確認用の文章 ::
"""

危急時の遺言書
田中「黒田さん、少しお時間よろしいですか。」
黒田「はい。」
田中「友人のお見舞い行った時の話なのですが、急に病室で遺言書の作成をするから、証人になってほしいと頼まれました。小学校からの腐れ縁で今も家族ぐるみの付き合いをしている親友です。お互い年も年だし、そろそろ遺言書でも作らなければいけないな、なんて笑って話をしていた矢先に倒れてしまって………。」
黒田「公証人に出張してもらって作成されるのですか。」
田中「今回は、公正証書遺言ではなくて弁護士さんお願いして作成する珍しい方法だと言っていました。何て名前だったかな。」
黒田「う~ん、もしかしたら危急時遺言でしょうかね。」
田中「そうそう、そんな感じの名前だった。」

"""

写真をもとに場所を指す言葉のデータ:

"""

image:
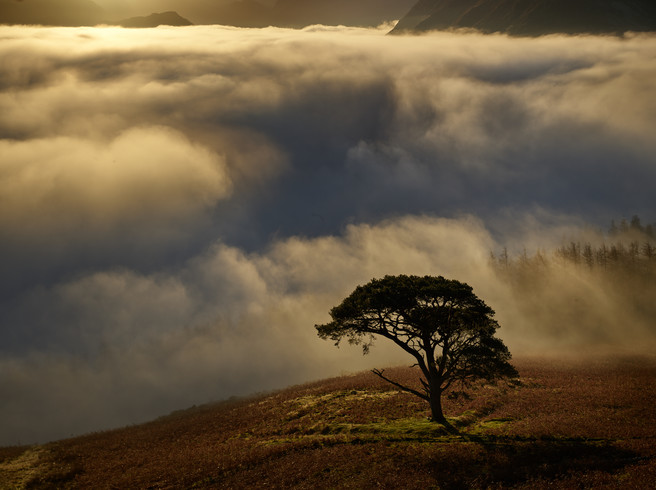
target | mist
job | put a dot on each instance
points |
(180, 206)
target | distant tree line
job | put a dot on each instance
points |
(629, 246)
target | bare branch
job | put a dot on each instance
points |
(380, 374)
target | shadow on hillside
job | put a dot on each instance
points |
(511, 461)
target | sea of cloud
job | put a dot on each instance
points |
(179, 206)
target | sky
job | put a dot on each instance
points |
(180, 206)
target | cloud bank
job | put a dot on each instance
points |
(181, 205)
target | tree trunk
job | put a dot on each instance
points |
(436, 409)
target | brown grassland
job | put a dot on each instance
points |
(567, 424)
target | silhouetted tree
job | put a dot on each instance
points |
(440, 322)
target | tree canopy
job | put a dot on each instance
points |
(440, 322)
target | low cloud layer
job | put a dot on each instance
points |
(181, 205)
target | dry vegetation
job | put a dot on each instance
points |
(566, 425)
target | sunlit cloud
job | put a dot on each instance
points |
(181, 205)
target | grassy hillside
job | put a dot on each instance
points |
(567, 425)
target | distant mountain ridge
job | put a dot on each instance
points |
(240, 13)
(153, 20)
(531, 17)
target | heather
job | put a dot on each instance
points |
(568, 423)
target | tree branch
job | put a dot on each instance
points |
(380, 374)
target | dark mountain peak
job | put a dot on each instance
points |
(531, 17)
(169, 18)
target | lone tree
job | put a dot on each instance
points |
(440, 322)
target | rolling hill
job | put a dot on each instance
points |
(531, 17)
(569, 424)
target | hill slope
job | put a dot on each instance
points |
(531, 17)
(567, 425)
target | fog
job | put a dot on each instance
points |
(180, 206)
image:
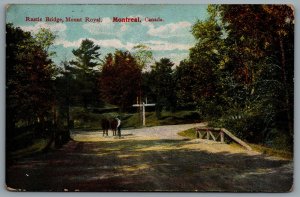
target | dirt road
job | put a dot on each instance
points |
(150, 159)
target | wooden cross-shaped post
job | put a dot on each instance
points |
(143, 105)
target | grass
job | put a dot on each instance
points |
(37, 146)
(190, 133)
(271, 151)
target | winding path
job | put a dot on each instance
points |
(149, 159)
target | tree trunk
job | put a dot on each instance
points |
(284, 77)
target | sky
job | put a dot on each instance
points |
(169, 38)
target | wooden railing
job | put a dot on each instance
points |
(218, 134)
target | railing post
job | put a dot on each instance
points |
(222, 136)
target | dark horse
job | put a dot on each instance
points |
(113, 126)
(105, 126)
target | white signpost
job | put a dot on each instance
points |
(143, 105)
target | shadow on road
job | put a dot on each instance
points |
(148, 165)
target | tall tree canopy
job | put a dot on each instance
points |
(84, 69)
(29, 87)
(120, 79)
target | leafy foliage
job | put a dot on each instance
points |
(120, 79)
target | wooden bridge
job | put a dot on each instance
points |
(218, 134)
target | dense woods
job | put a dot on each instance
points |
(239, 75)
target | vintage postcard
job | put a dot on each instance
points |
(188, 98)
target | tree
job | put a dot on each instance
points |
(163, 85)
(29, 84)
(120, 79)
(264, 48)
(84, 68)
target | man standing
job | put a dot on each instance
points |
(119, 126)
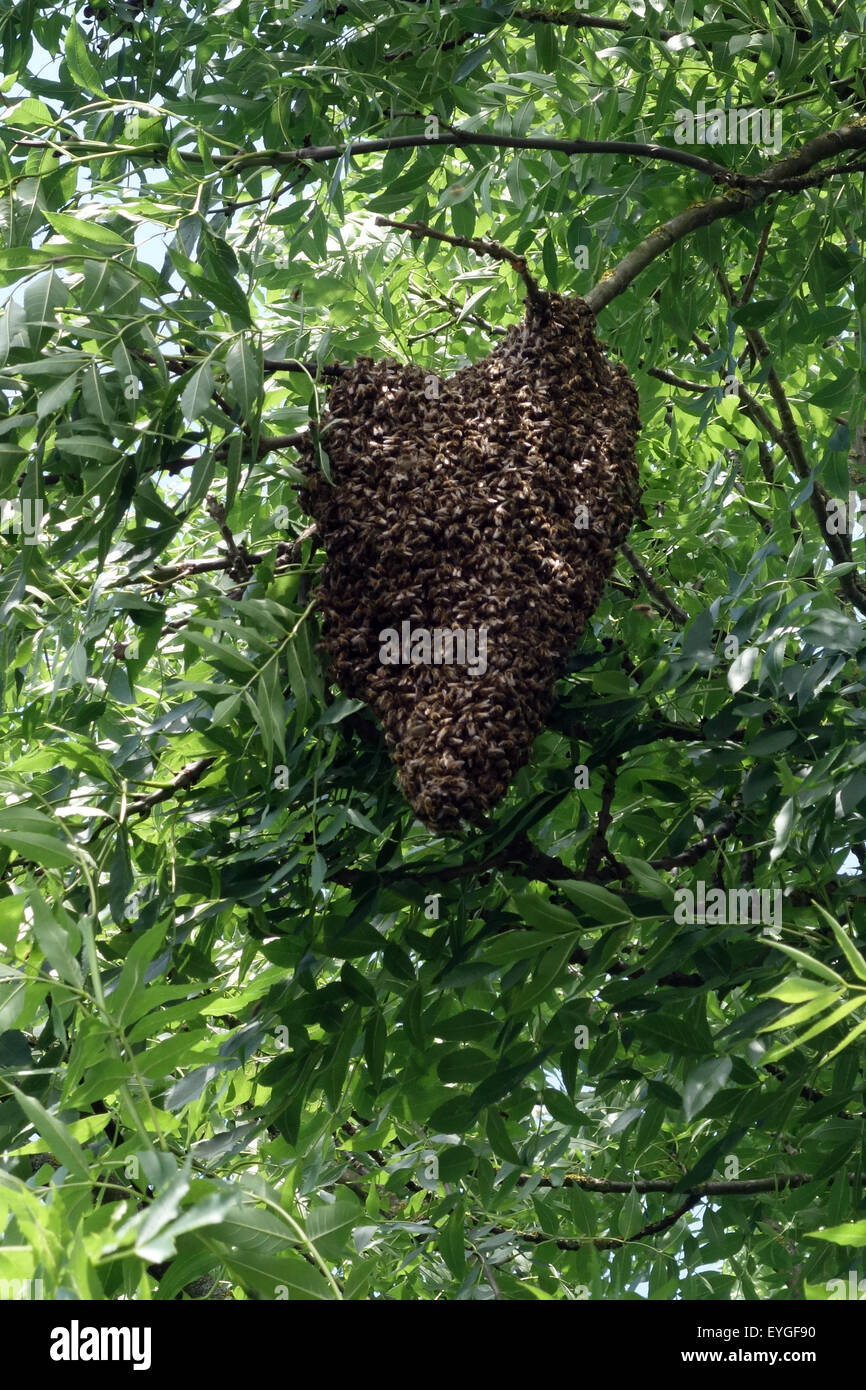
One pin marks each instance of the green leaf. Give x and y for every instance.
(56, 1134)
(81, 66)
(844, 943)
(705, 1082)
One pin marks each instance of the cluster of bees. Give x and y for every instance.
(496, 499)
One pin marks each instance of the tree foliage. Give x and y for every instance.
(263, 1034)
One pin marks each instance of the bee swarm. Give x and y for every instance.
(459, 512)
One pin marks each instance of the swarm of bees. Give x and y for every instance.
(492, 499)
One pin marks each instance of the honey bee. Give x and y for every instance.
(456, 509)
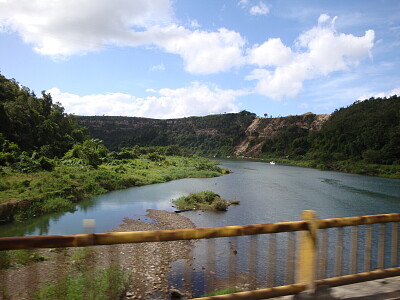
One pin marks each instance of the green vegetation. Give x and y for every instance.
(74, 178)
(206, 200)
(85, 281)
(48, 163)
(15, 259)
(32, 126)
(214, 135)
(363, 138)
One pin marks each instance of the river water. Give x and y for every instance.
(267, 193)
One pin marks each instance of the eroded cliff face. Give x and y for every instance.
(262, 129)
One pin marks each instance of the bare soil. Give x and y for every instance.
(148, 263)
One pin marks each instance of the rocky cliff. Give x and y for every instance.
(240, 134)
(263, 130)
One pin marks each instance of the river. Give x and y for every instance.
(267, 193)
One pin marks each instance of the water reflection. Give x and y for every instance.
(268, 193)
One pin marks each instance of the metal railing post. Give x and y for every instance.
(307, 255)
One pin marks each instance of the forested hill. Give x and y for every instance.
(210, 135)
(366, 131)
(29, 123)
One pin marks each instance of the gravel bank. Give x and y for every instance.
(149, 263)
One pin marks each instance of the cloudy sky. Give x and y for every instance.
(169, 59)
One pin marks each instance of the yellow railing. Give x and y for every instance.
(311, 255)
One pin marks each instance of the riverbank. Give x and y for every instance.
(145, 265)
(26, 195)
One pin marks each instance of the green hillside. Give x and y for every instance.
(214, 135)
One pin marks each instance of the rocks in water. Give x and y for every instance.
(175, 294)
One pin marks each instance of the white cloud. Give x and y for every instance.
(270, 53)
(319, 51)
(243, 3)
(395, 91)
(69, 27)
(203, 52)
(260, 9)
(196, 99)
(159, 67)
(64, 28)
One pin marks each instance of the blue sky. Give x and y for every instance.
(170, 59)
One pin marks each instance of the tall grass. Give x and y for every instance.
(60, 189)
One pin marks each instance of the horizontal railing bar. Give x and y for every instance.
(297, 288)
(359, 277)
(353, 221)
(109, 238)
(278, 291)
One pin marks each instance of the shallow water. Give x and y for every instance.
(267, 193)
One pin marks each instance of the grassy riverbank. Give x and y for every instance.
(206, 200)
(33, 194)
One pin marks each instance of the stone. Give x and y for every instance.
(175, 294)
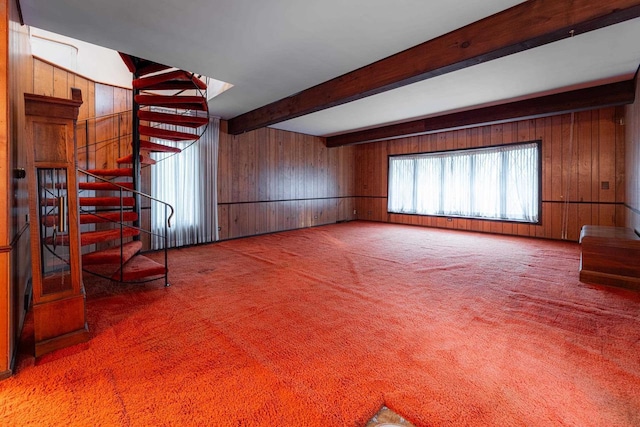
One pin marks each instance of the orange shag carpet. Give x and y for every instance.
(324, 326)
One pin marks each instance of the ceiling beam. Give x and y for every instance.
(524, 26)
(607, 95)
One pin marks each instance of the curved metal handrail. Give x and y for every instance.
(123, 188)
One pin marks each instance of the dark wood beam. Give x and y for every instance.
(576, 100)
(524, 26)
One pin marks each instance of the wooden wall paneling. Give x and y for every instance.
(570, 172)
(272, 166)
(606, 157)
(223, 222)
(620, 150)
(263, 169)
(122, 122)
(583, 142)
(224, 158)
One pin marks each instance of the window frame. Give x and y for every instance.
(539, 177)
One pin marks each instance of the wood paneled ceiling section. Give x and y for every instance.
(292, 62)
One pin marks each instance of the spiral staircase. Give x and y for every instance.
(166, 101)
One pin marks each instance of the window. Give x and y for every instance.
(188, 182)
(490, 183)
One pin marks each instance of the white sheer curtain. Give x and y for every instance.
(493, 183)
(188, 182)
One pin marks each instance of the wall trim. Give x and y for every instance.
(283, 200)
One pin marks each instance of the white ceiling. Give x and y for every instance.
(271, 49)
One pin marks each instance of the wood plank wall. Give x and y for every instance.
(15, 259)
(632, 122)
(573, 172)
(271, 180)
(99, 100)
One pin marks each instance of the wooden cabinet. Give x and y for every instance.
(58, 291)
(610, 256)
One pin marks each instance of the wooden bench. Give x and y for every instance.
(610, 256)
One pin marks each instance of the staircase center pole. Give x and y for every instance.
(135, 132)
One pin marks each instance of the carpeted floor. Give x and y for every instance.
(324, 326)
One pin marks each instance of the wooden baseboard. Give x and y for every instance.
(62, 341)
(5, 374)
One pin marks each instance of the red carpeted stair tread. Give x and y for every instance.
(107, 201)
(141, 66)
(105, 186)
(178, 78)
(94, 218)
(144, 160)
(171, 135)
(95, 201)
(185, 102)
(139, 267)
(114, 255)
(158, 148)
(173, 119)
(93, 237)
(112, 172)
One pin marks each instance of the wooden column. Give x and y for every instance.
(58, 291)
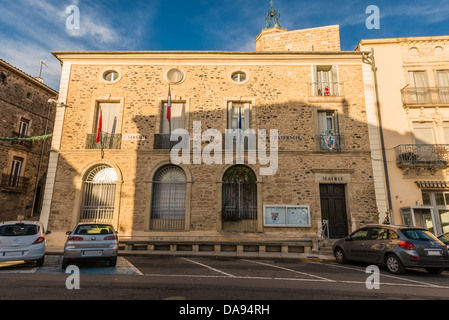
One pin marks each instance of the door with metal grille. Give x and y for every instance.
(239, 200)
(333, 209)
(99, 195)
(168, 199)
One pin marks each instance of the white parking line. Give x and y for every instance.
(421, 283)
(291, 270)
(133, 267)
(209, 267)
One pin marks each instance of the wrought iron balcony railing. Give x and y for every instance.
(425, 95)
(424, 156)
(330, 141)
(109, 141)
(27, 144)
(162, 141)
(13, 183)
(326, 89)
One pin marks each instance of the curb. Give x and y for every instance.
(306, 257)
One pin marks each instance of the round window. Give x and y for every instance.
(175, 75)
(111, 76)
(414, 51)
(238, 76)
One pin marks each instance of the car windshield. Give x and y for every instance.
(444, 238)
(94, 229)
(18, 229)
(419, 234)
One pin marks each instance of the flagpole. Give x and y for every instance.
(169, 118)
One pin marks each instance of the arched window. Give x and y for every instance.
(99, 195)
(168, 199)
(239, 199)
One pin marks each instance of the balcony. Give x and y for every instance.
(13, 183)
(330, 142)
(325, 92)
(24, 144)
(162, 141)
(426, 96)
(109, 141)
(419, 157)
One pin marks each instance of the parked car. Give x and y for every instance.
(396, 247)
(444, 238)
(91, 241)
(23, 240)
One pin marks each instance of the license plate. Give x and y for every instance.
(434, 252)
(92, 253)
(13, 253)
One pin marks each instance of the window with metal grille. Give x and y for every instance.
(239, 199)
(168, 199)
(99, 195)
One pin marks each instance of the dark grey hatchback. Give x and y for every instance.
(396, 247)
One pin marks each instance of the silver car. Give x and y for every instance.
(396, 247)
(91, 241)
(23, 240)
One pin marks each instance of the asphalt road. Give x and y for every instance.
(197, 279)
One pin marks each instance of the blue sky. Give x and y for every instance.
(30, 29)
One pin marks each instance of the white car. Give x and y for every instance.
(22, 240)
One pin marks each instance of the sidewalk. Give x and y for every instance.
(245, 255)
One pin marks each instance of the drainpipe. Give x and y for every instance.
(369, 59)
(40, 162)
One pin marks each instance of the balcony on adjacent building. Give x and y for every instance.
(13, 183)
(331, 142)
(24, 144)
(326, 89)
(109, 141)
(431, 157)
(432, 96)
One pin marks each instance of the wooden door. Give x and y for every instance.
(333, 209)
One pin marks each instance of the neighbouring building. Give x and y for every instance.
(25, 113)
(413, 94)
(298, 82)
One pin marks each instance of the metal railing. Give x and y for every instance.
(13, 182)
(239, 211)
(98, 202)
(168, 206)
(24, 143)
(425, 95)
(330, 141)
(326, 89)
(162, 141)
(109, 141)
(422, 155)
(322, 234)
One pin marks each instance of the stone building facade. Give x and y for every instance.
(25, 113)
(314, 99)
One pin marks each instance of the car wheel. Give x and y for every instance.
(394, 265)
(40, 262)
(65, 263)
(113, 262)
(435, 270)
(340, 255)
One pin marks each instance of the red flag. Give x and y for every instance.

"""

内容の確認 ::
1. 危急時の遺言書についての会話を読んで、次の(a)〜(c)が本文と合っているかどうかを「はい」か「いいえ」で答えてください。それぞれ、決め手になる本文の言葉をそのまま引用してください。
(a) 田中さんの友人は、公証人に出張してもらって遺言書を作る予定だ。
(b) 田中さんとその友人は、小学校のころからの付き合いだ。
(c) 田中さんは、その作り方の名前をはっきり覚えていた。
2. 危急時の遺言書についての会話を、二文でまとめてください。
3. 危急時の遺言書をめぐる会話を、最後の田中さんの言葉の後から先へ書き進めてください。
行の内容はここでは使いません。

番号ごとの答え ::
1.
(a) いいえ。「今回は、公正証書遺言ではなくて弁護士さんお願いして作成する珍しい方法だと言っていました。」
(b) はい。「小学校からの腐れ縁で今も家族ぐるみの付き合いをしている親友です。」
(c) いいえ。「何て名前だったかな。」

2. 田中さんは、倒れた親友のお見舞いに行った病室で、遺言書を作るので証人になってほしいと頼まれたことを黒田さんに話す。その作り方は公正証書遺言ではなく弁護士さんに頼む珍しい方法で、黒田さんが危急時遺言ではないかと言うと、田中さんはそんな感じの名前だったと答える。

3.
黒田「確かにあまり利用されていない方法になりますね。今すぐに遺言書を残さなければならない場合などの緊急時に利用される遺言書になります。」
田中「彼が言うには、もう長くないとの話でした。相続については、家族ともよく話をしていたらしいのですが、余計な争いが起きないように自分の意思を残しておきたいと自分なりに調べて顧問弁護士に相談したようです。」
黒田「弁護士の先生に相談されているのならば安心ですが、危急時遺言は、民法にしたがって適法に作成しなければ無効となります。
(1)疾病その他の事由によって死亡の危急に迫っている
(2)利害関係者以外の3人の証人による立会い及び確認、自署、押印
(3)証人の1人に遺言の趣旨を口授する
(4)口授を受けた証人が筆記し、遺言者及び他の証人に読み聞かせ又は閲覧させる
(5)遺言書作成の日から20日以内に家庭裁判へ提出し、確認及び承認を受ける
また、遺言者の容体が落ち着いて、通常の遺言書が作成できる状態になった場合、回復してから6ヵ月経過すると危急時遺言書は無効となります。」
田中「自筆証書遺言より大変な感じがしますね。」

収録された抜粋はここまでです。